## [Source document]
[start]
The Constitution of 1791 represented an improvement in French government; yet it did not work well and did not last long. As a first experiment in the art of self-government it had its value, but it revealed inexperience and poor judgment in several points which prepared trouble for the future. The executive and the legislature were so sharply separated that communication between them was difficult and suspicion was consequently easily fostered. The king might not select his ministers from the legislature, he might not, in case of a difference of opinion with the legislature, dissolve the latter, as the English king could do, thus allowing the voters to decide between them. The king's veto was not a weapon strong enough to protect him from the attacks of the legislature, yet it was enough to irritate the legislature, if used. The distinction between active and passive citizens was in plain and flagrant defiance of the Declaration of the Rights of Man, and inevitably created a discontented class. The administrative decentralization was so complete that the efficiency of the national government was gone. France was split up into eighty-three fragments and the coordination of all these units, their central direction toward great national ends in response to the will of the nation as a whole, was rendered extremely difficult, and in certain crises impossible.
[end]
## [Source records]
[start]
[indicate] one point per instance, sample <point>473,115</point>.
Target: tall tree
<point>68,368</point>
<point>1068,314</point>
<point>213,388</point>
[end]
[start]
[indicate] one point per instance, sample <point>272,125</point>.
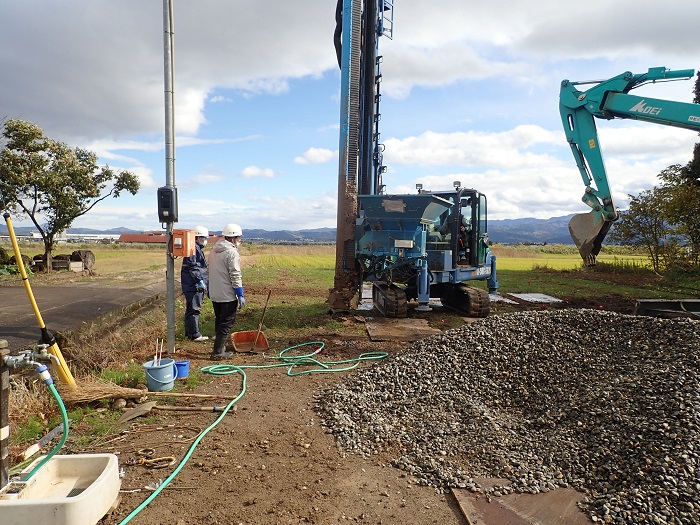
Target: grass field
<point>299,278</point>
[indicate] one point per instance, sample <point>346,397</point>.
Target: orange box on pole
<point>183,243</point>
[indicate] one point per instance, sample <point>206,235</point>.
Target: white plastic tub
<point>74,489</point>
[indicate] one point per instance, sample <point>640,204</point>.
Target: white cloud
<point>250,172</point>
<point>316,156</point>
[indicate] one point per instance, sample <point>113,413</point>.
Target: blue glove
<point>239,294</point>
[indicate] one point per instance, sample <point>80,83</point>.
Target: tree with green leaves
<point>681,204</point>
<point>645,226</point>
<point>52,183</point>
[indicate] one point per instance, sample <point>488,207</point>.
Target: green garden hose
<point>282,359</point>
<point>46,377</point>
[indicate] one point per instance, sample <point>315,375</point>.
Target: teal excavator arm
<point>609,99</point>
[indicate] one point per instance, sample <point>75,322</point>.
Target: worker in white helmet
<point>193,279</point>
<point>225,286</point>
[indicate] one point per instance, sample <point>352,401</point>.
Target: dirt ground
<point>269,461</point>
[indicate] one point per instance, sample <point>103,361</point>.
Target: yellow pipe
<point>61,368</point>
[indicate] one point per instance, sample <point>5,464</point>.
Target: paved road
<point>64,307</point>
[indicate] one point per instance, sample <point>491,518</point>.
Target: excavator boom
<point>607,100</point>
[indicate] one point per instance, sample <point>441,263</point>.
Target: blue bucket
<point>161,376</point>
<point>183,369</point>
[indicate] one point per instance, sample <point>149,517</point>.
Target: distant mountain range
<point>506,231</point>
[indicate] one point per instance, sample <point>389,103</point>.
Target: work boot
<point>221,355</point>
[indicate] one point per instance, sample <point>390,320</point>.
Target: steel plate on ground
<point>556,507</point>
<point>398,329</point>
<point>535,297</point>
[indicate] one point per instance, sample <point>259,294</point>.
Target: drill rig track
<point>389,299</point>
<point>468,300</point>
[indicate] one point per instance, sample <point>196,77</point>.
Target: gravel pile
[end]
## [Challenge 1]
According to the passage on the Constitution of 1791, why was suspicion between the executive and the legislature easily fostered?
## [Challenge 2]
Render the source records from the line containing "[indicate] one point per instance, sample <point>5,464</point>." through the line containing "<point>183,369</point>" as a JSON list of strings, one string per line, with blank lines omitted.

## [Correct result 1]
The executive and the legislature were so sharply separated that communication between them was difficult. The king could not select his ministers from the legislature, and he could not dissolve it in a disagreement so that the voters could decide between them.

## [Correct result 2]
[
  "[indicate] one point per instance, sample <point>5,464</point>.",
  "Target: paved road",
  "<point>64,307</point>",
  "[indicate] one point per instance, sample <point>491,518</point>.",
  "Target: excavator boom",
  "<point>607,100</point>",
  "[indicate] one point per instance, sample <point>441,263</point>.",
  "Target: blue bucket",
  "<point>161,376</point>",
  "<point>183,369</point>"
]